Named object pointing entries
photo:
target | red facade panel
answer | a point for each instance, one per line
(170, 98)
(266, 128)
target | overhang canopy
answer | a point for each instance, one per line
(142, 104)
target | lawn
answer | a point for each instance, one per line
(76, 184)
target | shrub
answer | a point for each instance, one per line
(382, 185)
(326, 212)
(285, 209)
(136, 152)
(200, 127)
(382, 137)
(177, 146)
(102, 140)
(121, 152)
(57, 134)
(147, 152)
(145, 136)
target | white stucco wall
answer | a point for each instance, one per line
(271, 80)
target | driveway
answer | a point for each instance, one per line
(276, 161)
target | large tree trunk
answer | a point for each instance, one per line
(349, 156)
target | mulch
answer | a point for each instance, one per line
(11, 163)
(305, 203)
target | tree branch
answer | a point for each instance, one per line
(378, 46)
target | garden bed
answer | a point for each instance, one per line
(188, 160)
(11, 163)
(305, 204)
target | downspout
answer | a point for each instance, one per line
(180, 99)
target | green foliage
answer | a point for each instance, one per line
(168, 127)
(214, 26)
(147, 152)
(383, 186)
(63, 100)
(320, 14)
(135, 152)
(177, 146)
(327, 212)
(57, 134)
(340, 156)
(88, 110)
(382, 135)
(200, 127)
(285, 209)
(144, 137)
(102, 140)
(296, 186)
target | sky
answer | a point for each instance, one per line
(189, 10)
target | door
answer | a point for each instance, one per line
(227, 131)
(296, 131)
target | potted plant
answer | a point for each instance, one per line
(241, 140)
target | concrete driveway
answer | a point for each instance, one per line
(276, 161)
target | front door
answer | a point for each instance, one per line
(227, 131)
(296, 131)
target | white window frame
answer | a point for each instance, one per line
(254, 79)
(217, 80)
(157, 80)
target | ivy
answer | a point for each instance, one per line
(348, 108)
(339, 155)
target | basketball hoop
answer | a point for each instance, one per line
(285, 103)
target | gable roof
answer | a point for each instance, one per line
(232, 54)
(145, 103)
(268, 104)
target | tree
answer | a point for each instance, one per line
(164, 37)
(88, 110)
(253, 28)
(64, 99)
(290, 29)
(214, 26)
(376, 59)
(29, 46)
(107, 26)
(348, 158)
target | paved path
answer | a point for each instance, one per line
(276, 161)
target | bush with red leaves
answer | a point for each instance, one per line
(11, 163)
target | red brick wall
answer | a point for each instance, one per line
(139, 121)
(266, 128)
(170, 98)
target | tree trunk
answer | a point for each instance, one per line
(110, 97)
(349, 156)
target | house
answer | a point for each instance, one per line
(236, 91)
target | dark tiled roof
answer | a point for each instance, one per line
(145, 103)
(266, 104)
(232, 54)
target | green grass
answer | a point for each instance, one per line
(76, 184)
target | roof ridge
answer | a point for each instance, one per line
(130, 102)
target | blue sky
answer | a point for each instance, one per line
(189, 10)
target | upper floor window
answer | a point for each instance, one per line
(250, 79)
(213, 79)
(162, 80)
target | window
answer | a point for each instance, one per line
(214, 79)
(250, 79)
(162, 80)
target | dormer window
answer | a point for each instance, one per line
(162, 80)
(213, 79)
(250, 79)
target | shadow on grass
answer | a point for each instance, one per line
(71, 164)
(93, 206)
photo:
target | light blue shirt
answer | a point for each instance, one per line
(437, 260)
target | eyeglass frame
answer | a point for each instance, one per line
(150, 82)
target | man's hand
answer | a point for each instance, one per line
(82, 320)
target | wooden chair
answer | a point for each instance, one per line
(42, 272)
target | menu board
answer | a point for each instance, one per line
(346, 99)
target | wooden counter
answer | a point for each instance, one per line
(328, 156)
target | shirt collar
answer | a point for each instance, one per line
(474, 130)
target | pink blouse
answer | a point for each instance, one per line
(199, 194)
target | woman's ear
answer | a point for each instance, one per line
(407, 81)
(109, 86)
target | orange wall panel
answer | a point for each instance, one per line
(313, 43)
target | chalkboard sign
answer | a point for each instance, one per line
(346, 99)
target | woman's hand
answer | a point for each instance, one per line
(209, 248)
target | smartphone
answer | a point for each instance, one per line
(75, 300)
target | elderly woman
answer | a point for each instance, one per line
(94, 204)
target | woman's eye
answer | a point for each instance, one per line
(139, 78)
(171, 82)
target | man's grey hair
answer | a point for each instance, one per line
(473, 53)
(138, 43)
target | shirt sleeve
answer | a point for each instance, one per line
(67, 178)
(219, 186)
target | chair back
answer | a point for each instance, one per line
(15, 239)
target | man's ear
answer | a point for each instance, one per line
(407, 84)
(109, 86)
* * *
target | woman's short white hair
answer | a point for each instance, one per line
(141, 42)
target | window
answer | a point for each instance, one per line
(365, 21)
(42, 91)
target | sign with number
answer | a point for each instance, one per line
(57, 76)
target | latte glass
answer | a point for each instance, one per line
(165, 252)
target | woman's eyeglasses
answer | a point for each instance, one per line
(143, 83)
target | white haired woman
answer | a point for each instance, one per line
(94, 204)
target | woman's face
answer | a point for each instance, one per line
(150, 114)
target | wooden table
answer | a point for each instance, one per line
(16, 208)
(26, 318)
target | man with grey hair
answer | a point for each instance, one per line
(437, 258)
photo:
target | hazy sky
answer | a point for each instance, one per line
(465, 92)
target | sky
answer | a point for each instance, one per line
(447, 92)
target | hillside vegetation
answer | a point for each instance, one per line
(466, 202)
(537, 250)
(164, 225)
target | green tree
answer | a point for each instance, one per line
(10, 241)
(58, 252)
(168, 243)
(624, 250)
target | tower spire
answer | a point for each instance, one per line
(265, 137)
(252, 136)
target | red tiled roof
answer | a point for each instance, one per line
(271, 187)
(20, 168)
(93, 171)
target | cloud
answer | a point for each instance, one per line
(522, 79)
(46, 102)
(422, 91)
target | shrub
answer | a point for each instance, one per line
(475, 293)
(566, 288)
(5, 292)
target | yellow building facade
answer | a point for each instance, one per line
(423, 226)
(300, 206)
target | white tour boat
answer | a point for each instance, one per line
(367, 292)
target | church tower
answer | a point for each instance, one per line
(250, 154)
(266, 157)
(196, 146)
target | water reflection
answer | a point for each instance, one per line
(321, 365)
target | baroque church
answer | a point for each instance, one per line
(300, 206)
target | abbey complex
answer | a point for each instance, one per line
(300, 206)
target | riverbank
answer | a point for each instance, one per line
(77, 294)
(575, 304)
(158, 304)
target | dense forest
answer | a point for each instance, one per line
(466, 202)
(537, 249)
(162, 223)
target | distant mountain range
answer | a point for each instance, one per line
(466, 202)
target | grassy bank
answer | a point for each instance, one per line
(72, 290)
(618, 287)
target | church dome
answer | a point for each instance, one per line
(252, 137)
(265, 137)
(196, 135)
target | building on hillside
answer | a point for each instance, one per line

WHAT IS ASKED: Report every line of the records above that contains the word "white", copying each line in full. Case counts.

SOLVED EXERCISE:
target | white stucco wall
target | white window frame
target | woman's short white hair
target | white haired woman
target | white tour boat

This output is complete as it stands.